=== EXERCISES ===
1 - List the credentials that appear after Laura Linley's name in the article about AI in sleep care.
2 - Extend the article about AI in sleep care, picking up after its last sentence.

=== DOCUMENT TEXT ===
┏━━

It seems like every industry is being changed by artificial intelligence, or AI.
AI is designed to help humans be more efficient in certain aspects of production. While industries like manufacturing have been greatly affected by this ever-evolving technology, how it will affects others has yet to be seen.
But in the sleep care field, one professional is using the new technology to improve patient care and make her sleep center more efficient.
Laura Linley, CRT, RPSGT, FAAST, is the vice president of clinical operations at Advanced Sleep Management. Linley, who also is an AAST past president, said she and her team have started using AI to aid in automated scoring.
The AI uses complex algorithms to score sleep tests. Using historical data and built-in calculations, the computer learned how sleep care professionals identify events on a sleep test. To program the system - and get it operating correctly - took nearly a year.
Once a test is run through AI, a human checks the test to see that everything is consistent and correct. What Linley found, though, was the computer was astoundingly accurate.
"With AI, I've found it's giving us more consistent event marking and staging," she says. "We never just run with AI and call it a day. We still have oversights, but it was decreased time and processing our reports, and we've become more efficient in getting our reports out."
There were several reasons Linley and her team moved to AI. With more clients having home sleep tests - an increasing number of whom are complex patients - human resources needed to be focused on other tasks. She pointed out training someone to read a sleep test can be costly and time consuming, and with more and more patients, turnover can be an issue.

┗━━

=== SUPPLIED ENTRIES ===

┏━━

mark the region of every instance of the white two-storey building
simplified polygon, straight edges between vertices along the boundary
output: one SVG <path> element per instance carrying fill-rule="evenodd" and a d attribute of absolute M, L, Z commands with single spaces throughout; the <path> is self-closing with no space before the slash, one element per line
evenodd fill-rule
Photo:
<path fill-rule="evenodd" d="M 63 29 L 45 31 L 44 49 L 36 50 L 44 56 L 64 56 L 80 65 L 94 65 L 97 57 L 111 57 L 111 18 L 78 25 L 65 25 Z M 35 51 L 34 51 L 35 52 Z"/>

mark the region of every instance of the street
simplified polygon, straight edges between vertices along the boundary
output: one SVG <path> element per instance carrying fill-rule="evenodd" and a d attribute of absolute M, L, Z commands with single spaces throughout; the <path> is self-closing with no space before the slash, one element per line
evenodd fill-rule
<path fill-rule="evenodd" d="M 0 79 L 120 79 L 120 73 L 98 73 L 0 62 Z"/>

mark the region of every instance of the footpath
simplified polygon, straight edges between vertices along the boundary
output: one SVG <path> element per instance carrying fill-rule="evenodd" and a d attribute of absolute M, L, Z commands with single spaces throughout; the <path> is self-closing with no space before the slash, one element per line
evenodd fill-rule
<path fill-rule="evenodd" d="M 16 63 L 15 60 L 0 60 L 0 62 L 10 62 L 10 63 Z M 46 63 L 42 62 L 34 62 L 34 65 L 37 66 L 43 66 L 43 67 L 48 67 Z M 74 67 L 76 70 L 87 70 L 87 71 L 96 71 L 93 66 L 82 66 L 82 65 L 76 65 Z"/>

┗━━

=== ANSWERS GIVEN ===
1 - CRT, RPSGT, FAAST

2 -
Using AI on the back end allows Linley to use human capital to make sure patients are being cared for. And it's allowed her business to grow at a cost-effective pace.
"We can now shift our resources to taking care of our patients and making sure the appropriate tests are being done," she says. "Sleep labs are noting if all you're doing is diagnosis. We need to make sure the appropriate tests are being done and the appropriate therapies are being applied."
While Linley understands apprehension to using AI in the sleep lab, she urges people to reconsider.
"Any time there is a change in the industry, there is always this feeling that our jobs are threatened," she says. "I think it's important for sleep labs to be aware of the technology and understand how it can support your role, not take away from it. I was the same way. I was hesitant until we made it work."
This is Part One of AAST's blog series The Technology of Sleep: How the Digital World is Changing the Sleep-Care Field.